= WHAT IS REQUIRED =
Below are records to repeat exactly; copy them without the pictures.

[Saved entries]
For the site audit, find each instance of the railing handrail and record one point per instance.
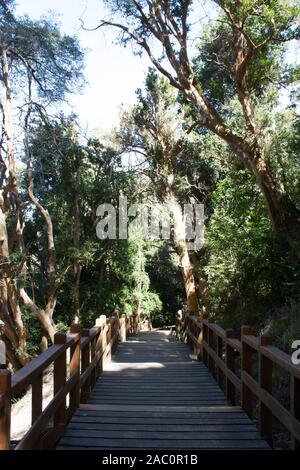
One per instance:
(89, 350)
(218, 348)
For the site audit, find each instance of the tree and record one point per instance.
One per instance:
(154, 129)
(252, 31)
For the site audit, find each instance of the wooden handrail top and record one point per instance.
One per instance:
(218, 330)
(195, 320)
(282, 359)
(25, 376)
(252, 341)
(234, 343)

= RESPONSE AREA =
For the site audit, find each instance of the railing handrail and record one point per instance.
One per instance:
(89, 350)
(218, 348)
For the site audit, find each instance of the tree and record one point per instance.
One per instance:
(154, 129)
(252, 31)
For the site audit, find each instance of the wooden handrail top and record one point per instance.
One per instance:
(218, 330)
(195, 320)
(282, 359)
(25, 376)
(252, 341)
(234, 343)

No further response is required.